→ **EXERCISE INSTRUCTIONS**
1. In the comment thread on mandatory minimums, what does law enforcement support and even request for its pleader-cooperators?
2. List every hyphenated word or compound that appears in the comment thread on mandatory minimums.
3. Pick up the comment thread on mandatory minimums and plea bargains after its last sentence and extend it by a few more sentences.

→ **TEXT SHOWN**
Tracked on Mar 31, 2008 7:28:24 AM

Comments

Isn’t part, and an important part, of the real story behind the motivation of law enforcement figures who so obdurately support mandatory minimums is that it increases their ability to coerce plea bargains? Seemingly absent from the discussion is the fact that law enforcement supports and indeed requests massively below guideline sentences for its pleader-cooperators. The response that this is a statutory-based departure based on cooperation doesn’t seem particularly compelling given that in so many plea bargains a large down-departure is built into the deal by the prosecutors dropping many charges before settling on the claim(s) to be plead. This disparity that law enforcement can count on, between the mandatory sentences and what pleaders can expect, gives their already monstrous-plea bargaining power some serious additional oomph. Does anyone have any statistics on this?

Posted by: Annonymous | Jun 26, 2007 9:48:42 AM

The statistics I was wondering about concern what percentage of cases prosecutors accept and indeed recommend below guideline sentences without appealing, with a focus on sentences after pleas.

→ **Labeled shape records**
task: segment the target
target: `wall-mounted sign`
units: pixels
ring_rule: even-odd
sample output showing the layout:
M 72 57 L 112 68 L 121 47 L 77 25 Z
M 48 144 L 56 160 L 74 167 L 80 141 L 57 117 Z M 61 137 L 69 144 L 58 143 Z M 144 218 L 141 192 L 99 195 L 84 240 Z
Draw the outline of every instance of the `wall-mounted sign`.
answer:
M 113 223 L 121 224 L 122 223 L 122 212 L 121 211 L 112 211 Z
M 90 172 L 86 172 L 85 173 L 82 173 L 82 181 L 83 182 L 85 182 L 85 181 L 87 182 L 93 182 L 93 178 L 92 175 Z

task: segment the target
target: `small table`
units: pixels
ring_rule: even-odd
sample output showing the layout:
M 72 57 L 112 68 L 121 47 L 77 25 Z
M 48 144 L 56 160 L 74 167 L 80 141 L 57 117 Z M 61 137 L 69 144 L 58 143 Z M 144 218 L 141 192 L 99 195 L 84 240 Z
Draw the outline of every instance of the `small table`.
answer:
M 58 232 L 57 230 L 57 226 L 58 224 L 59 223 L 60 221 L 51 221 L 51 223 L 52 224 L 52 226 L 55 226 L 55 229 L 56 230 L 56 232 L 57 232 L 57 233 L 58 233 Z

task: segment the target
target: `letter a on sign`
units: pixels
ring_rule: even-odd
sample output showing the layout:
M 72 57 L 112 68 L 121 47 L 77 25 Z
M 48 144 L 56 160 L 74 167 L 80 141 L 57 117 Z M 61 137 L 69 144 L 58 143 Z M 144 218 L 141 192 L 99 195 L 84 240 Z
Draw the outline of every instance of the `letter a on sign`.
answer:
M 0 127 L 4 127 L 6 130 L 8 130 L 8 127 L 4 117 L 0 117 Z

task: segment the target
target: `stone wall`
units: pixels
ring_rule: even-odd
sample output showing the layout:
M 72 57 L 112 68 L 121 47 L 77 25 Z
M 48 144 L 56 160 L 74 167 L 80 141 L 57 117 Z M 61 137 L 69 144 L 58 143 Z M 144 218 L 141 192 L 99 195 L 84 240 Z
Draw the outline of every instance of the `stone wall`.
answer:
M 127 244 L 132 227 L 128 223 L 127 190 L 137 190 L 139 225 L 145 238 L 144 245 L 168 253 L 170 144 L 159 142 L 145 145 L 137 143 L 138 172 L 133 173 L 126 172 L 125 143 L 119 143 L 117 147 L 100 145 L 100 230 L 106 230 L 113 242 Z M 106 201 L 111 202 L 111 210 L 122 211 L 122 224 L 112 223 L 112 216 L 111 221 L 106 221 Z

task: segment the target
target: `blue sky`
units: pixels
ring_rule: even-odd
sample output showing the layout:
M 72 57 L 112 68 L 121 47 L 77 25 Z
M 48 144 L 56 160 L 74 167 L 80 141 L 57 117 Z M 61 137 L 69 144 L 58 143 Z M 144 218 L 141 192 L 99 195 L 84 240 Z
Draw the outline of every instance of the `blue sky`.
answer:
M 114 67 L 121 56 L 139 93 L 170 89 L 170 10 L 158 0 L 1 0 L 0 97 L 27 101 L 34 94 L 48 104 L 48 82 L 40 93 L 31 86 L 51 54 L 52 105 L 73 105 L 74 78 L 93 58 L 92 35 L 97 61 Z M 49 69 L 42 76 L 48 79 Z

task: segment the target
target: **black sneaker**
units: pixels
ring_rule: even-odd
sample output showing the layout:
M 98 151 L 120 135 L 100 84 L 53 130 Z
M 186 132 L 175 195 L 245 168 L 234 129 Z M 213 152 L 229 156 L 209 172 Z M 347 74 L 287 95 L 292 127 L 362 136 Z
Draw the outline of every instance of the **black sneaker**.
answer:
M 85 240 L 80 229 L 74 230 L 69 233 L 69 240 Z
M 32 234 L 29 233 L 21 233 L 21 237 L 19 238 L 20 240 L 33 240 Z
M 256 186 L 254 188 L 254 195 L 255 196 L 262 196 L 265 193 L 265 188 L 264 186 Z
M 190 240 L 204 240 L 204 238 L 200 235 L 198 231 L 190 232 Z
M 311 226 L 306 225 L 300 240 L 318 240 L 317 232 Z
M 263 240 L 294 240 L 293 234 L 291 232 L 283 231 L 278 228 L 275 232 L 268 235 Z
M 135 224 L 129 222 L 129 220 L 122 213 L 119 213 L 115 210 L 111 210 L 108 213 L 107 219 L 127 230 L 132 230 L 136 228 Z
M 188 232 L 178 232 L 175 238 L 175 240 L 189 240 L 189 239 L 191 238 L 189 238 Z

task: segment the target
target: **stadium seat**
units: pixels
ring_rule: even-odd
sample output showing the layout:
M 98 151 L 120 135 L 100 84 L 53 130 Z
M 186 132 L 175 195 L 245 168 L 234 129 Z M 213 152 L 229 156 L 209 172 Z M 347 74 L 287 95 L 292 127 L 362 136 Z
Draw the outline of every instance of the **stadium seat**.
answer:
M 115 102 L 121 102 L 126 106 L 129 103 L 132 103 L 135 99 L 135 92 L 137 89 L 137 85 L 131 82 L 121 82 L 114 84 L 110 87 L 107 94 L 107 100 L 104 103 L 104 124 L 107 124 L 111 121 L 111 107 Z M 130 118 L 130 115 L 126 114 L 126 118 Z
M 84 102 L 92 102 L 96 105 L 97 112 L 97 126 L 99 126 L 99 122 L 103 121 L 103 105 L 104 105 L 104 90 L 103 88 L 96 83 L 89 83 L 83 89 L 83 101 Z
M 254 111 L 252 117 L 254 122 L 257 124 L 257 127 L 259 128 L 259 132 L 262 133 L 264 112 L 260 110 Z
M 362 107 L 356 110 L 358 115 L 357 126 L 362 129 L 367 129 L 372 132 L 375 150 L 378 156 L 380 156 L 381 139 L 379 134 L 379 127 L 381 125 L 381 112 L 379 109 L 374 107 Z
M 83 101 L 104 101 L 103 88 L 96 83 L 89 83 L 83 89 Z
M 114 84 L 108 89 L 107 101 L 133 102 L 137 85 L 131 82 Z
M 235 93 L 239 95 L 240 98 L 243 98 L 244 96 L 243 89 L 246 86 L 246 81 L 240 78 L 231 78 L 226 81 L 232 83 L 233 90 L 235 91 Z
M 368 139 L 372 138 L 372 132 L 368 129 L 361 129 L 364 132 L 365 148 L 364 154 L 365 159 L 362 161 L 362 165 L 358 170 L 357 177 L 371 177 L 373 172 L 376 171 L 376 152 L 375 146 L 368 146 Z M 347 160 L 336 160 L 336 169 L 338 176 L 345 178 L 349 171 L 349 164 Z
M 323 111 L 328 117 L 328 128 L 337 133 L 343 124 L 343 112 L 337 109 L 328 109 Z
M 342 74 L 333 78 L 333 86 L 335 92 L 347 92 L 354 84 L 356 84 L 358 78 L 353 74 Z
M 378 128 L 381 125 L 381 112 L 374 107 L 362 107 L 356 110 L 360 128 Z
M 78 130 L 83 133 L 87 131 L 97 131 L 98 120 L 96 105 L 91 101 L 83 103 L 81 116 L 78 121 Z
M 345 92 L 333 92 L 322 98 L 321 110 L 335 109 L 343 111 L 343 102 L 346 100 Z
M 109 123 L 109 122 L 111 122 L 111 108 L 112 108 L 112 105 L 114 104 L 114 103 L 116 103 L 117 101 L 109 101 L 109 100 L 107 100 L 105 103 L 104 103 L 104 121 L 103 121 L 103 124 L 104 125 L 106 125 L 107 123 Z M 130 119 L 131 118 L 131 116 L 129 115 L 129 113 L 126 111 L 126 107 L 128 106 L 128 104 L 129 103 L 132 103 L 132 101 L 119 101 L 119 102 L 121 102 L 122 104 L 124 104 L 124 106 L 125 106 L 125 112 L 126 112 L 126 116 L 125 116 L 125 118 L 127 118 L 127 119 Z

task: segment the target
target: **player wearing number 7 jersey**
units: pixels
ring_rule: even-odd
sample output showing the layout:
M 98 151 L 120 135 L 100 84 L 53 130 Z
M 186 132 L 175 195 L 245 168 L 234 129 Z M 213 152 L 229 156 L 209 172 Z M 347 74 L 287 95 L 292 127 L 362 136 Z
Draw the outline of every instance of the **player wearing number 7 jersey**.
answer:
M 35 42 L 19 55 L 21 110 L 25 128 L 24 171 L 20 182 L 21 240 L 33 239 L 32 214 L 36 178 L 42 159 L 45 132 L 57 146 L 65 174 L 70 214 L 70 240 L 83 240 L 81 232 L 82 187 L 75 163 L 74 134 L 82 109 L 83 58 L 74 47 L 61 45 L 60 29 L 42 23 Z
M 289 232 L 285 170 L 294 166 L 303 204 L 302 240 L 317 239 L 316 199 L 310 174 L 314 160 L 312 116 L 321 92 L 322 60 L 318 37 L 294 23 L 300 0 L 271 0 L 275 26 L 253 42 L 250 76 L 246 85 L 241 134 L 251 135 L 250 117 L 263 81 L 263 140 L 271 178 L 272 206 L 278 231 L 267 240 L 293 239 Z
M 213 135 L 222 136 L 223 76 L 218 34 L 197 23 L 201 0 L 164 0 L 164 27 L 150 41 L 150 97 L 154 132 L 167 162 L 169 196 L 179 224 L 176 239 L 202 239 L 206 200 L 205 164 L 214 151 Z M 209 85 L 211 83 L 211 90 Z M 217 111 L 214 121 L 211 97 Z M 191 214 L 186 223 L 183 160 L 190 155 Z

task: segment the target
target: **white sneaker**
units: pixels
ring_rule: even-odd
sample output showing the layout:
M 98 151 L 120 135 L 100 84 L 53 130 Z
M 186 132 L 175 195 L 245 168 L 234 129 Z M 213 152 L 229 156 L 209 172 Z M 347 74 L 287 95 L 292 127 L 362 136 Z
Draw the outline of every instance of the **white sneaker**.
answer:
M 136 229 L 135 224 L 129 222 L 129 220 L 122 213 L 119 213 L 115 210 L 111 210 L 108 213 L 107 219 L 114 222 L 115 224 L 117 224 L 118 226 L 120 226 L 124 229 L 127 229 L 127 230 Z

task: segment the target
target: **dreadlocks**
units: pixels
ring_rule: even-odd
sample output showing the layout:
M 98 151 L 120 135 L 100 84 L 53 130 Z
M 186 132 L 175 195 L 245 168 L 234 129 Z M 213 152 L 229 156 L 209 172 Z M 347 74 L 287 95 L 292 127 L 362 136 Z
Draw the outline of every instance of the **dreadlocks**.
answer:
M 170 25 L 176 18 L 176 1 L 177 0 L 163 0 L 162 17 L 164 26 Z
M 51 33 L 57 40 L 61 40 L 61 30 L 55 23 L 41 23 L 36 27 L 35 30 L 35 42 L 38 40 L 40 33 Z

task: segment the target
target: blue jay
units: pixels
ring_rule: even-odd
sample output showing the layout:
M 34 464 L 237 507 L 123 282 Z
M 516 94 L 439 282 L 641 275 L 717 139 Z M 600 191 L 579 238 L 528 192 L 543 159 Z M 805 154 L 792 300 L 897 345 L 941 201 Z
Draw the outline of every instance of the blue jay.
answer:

→ **FINAL RESULTS**
1. Massively below guideline sentences.

2. pleader-cooperators, statutory-based, down-departure, monstrous-plea

3.
Posted by: Anonymous | Jun 26, 2007 1:28:03 PM

I am a wife who is directly affected by the mandatory minimums and the current crack cocaine disparity laws. I never realized the injustice until it happened to me and unfortunately my husband is going to be sentenced next week. What I was wondering, lets say that after these hearings the subcommittee agrees that mandatory minimums gives a one size fits all to the justice system, how long is it going to to take for the repeal to even take effect and if so, would it be retroactive, like the last time this happened? You think our system would have learned the lesson the first time.

Posted by: | Jun 26, 2007 3:04:14 PM

The unfairness of the statutory mandatory minimum sentencing laws are exacerbated by appellate decisions that trample the rule of leniency into the dust. As Judge Cassell points out in his statement, 18 USC 924(c) is a prime example of this tendency of the appellate courts. The Supreme Court did not have to interpret 924(c) as mandating consecutive sentences for separate acts that were charged and sentenced on the same day, but could have agreed with the circuits that required separation between the offenses, such as an intervening arrest or separate conviction. Thus, the initial five-year sentence would actually serve its warning purpose. Also, it is true that prosecutors just love these enhancing statutes; they are sledgehammers for extracting guilty pleas.

Posted by: defense attorney | Jun 27, 2007 4:53:47 PM

The satisfty the last condition of the federal safety valve provision the defendant must provide all information he/she has about the offense to the Government. The US Attorney can oppose the safety valve reduction, and often does if they don't think the defendant gave enough information.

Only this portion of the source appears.